SUPPLIED ENTRIES -
++++++++++

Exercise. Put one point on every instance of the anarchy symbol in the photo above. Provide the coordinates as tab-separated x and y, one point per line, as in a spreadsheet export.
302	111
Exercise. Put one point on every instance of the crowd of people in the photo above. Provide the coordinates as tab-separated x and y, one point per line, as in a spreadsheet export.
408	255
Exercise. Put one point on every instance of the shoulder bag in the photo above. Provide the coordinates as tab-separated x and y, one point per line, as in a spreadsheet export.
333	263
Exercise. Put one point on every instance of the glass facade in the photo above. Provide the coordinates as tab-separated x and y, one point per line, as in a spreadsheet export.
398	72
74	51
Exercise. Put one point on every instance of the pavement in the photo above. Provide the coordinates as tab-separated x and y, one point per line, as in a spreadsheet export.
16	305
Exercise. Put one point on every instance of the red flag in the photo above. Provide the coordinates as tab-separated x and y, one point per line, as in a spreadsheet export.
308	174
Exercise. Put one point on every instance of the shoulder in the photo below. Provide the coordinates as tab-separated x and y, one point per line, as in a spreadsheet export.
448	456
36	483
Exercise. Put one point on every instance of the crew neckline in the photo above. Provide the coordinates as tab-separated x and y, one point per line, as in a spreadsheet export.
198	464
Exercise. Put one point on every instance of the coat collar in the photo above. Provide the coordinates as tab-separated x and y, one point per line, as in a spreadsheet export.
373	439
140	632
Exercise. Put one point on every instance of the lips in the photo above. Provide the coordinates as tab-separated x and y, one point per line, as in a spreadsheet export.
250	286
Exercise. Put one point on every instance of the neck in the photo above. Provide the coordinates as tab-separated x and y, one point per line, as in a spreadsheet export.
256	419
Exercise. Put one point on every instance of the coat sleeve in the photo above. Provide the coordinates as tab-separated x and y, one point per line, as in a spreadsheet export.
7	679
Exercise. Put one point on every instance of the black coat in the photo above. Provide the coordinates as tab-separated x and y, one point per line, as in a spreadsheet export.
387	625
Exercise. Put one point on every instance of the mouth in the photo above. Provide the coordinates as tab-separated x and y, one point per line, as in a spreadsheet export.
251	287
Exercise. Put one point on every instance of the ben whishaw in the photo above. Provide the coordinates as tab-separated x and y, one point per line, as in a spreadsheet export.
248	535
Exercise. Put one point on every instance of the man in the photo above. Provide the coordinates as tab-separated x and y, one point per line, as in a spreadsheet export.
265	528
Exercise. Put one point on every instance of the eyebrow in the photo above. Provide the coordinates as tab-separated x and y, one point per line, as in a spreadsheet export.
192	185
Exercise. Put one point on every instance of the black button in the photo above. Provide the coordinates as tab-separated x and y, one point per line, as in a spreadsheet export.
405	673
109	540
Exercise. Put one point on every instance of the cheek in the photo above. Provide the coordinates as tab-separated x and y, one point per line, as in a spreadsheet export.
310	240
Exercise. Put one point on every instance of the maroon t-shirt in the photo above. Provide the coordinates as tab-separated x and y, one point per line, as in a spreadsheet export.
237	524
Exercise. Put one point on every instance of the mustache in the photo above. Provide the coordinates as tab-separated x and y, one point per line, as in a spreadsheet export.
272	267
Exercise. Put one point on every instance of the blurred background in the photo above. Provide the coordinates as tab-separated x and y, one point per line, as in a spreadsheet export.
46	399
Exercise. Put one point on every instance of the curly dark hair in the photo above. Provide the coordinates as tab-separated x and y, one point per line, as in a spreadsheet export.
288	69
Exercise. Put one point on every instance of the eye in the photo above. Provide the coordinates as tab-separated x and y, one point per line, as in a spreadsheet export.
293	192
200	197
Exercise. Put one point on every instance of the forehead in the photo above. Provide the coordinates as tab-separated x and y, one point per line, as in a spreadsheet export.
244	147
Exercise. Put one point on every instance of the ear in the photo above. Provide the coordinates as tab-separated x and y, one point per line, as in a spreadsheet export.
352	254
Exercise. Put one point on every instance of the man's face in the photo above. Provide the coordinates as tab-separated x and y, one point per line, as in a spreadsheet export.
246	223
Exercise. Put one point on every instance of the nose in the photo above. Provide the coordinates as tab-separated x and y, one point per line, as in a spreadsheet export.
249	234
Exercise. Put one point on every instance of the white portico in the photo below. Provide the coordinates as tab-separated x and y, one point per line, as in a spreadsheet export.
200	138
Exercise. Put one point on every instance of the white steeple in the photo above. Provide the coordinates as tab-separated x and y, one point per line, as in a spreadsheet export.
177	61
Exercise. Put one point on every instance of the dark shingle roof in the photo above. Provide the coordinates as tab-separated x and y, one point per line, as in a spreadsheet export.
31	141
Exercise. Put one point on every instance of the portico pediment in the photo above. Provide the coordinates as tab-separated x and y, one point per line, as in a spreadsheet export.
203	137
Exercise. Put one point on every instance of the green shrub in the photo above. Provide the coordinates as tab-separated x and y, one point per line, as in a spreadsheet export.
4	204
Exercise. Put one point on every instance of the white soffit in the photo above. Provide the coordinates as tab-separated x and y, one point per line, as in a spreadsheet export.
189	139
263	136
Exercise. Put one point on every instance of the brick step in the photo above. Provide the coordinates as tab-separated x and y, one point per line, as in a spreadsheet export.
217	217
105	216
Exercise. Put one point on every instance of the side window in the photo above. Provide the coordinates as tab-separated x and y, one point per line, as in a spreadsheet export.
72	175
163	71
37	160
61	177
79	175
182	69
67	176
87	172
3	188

++++++++++

AIM OF THE TASK - Format every row above as a numbered list, omitting any blank lines.

THE RESPONSE -
1. Exercise. Put one point on every instance of the anarchy symbol in the photo above. Provide the coordinates as tab-separated x and y, one point per line, as in a spreadsheet export.
2. 302	111
3. Exercise. Put one point on every instance of the crowd of people in the photo above. Provide the coordinates as tab-separated x and y, one point per line, as in a spreadsheet export.
4. 408	255
5. Exercise. Put one point on every instance of the shoulder bag in the photo above. Provide the coordinates as tab-separated x and y, one point per line, as in a spreadsheet export.
6. 333	263
7. Exercise. Put one point on every instance of the glass facade in the photo above. Provide the coordinates as tab-separated x and y, one point per line, as in a spreadsheet export.
8. 398	72
9. 74	51
10. Exercise. Put one point on every instance of the pavement in the photo above. Provide the coordinates as tab-separated x and y, one point per line, as in a spreadsheet export.
11. 16	305
12. Exercise. Put one point on every instance of the red flag in the photo above. Provide the coordinates as tab-separated x and y, one point per line, as in a spreadsheet export.
13. 308	174
14. Exercise. Put one point on every instance of the shoulder in the photo below. Provide the coordinates as tab-separated x and y, one point per line, as in a spreadsheet export.
15. 448	456
16. 36	483
17. Exercise. Put one point on every instance of the crew neckline in the photo above. Provide the coordinates as tab-separated x and y, one point per line, as in a spreadsheet export.
18. 198	464
19. Exercise. Put one point on every instance of the coat collar in the photo above. Provide the coordinates as tab-separated x and y, one point per line, as in a spreadsheet export.
20. 373	439
21. 140	632
22. Exercise. Put one point on every instance of the lips in the photo above. Provide the coordinates as tab-separated x and y, one point per line, as in a spreadsheet export.
23. 250	286
24. Exercise. Put one point on every instance of the neck in the photo above. Provide the coordinates as tab-separated x and y, one point per line, as in a spreadsheet export.
25. 256	419
26. Exercise. Put one point on every instance of the coat sleeve in the photo above. Provide the coordinates as tab-separated x and y, one point per line, as in a spreadsheet export.
27. 7	679
28. Exercise. Put one point on every instance of the black coat in the photo above. Provide the coordinates as tab-separated x and y, one point per line, as in a spreadsheet export.
29. 387	625
30. Exercise. Put one point on every instance of the mouth in the photo above. Provide the coordinates as tab-separated x and y, one point per line, as in a spreadsheet export.
31. 251	287
32. Exercise. Put one point on every instance of the ben whishaw in the photo above. Provide the coordinates as tab-separated x and y, one point per line, as in a spreadsheet export.
33. 248	535
34. Exercise. Put one point on every instance of the man in the photo above. Provide the coordinates as tab-separated x and y, one point per line, as in a spreadsheet export.
35. 265	528
36. Exercise. Put one point on every instance of the eyebrow in the photo above. Provide the coordinates as tab-separated x and y, one point per line, as in a spreadsheet export.
37. 192	185
38. Exercise. Put one point on every instance of the black button in the photo above. Provide the coordinates as tab-separated x and y, one point per line, as in a spreadsheet export.
39. 405	673
40. 109	540
41. Exercise. Put one point on every instance of the cheek in the photo above. Provide the coordinates as tab-separated x and y, one point per line, as in a spreadsheet export.
42. 310	240
43. Exercise. Put one point on every instance of the maroon t-shirt in the photo above. Provide the coordinates as tab-separated x and y, one point per line, as in a spreadsheet export.
44. 237	524
45. Exercise. Put one point on every instance of the mustache in the photo above. Provide the coordinates as tab-separated x and y, one point per line, as in a spreadsheet export.
46. 272	267
47. Exercise. Put one point on every instance of the blurred background in the photo above. Provide the coordinates as tab-separated x and y, one point per line, as in a spreadsheet export.
48. 46	399
49. Exercise. Put one point on every instance of the curly dark hair in the photo above. Provide the coordinates as tab-separated x and y, one point per line, as in a spreadsheet export.
50. 288	69
51. Exercise. Put one point on every instance of the eye in the photo above. Provide the coordinates as tab-separated x and y, one point per line, as in a spreadsheet export.
52. 293	192
53. 200	197
54. Exercise. Put one point on every instance of the forehead in the photo above. Provide the coordinates as tab-separated x and y, one point per line, as in a spreadsheet export.
55. 244	147
56. Exercise. Put one point on every instance of the ear in the photo above. Provide the coordinates as tab-separated x and y, one point per line, as in a spreadsheet export.
57. 352	254
58. Exercise. Put one point on every instance of the man's face in the photo above. Provide the coordinates as tab-separated x and y, one point per line, as in a spreadsheet export.
59. 246	223
60. Exercise. Put one point on every instance of the nose in the photo above. Provide the coordinates as tab-separated x and y, one point per line, as in a spreadsheet export.
61. 249	234
62. Exercise. Put one point on every instance of the white portico in the photo below. Provide the coordinates as tab-separated x and y, one point per line, as in a spreadsheet export.
63. 200	138
64. Exercise. Put one point on every instance of the white steeple in the photo above. Provide the coordinates as tab-separated x and y, one point per line, as in a spreadsheet export.
65. 177	61
66. Exercise. Put one point on every instance of the dark shingle roof in the photo above. Provide the coordinates as tab-separated x and y, one point per line, as in a spreadsheet export.
67. 31	141
68. Exercise. Put one point on every instance of the portico pediment in the photo above. Provide the coordinates as tab-separated x and y, one point per line, as in a spreadsheet export.
69. 203	137
70. Exercise. Put one point on every instance of the green shrub in the photo above. Provide the coordinates as tab-separated x and y, one point per line, as in a spreadsheet export.
71. 4	204
72. Exercise. Put one point on every instance of the white soffit in the photo above. Provide the coordinates as tab-separated x and y, one point per line, as in a spreadsheet export.
73. 189	139
74. 263	136
75. Exercise. Put one point on every instance of the brick step in the photo above. Provide the coordinates as tab-separated x and y, one point per line, as in a spreadsheet export.
76. 217	217
77. 105	216
78. Exercise. Put one point on every instance of the side window in the photo above. Provide the coordinates as tab-separated x and y, one point per line, as in a spreadsheet export.
79. 72	175
80. 163	71
81. 37	160
82. 61	177
83. 79	175
84. 182	69
85. 67	176
86. 87	172
87. 3	188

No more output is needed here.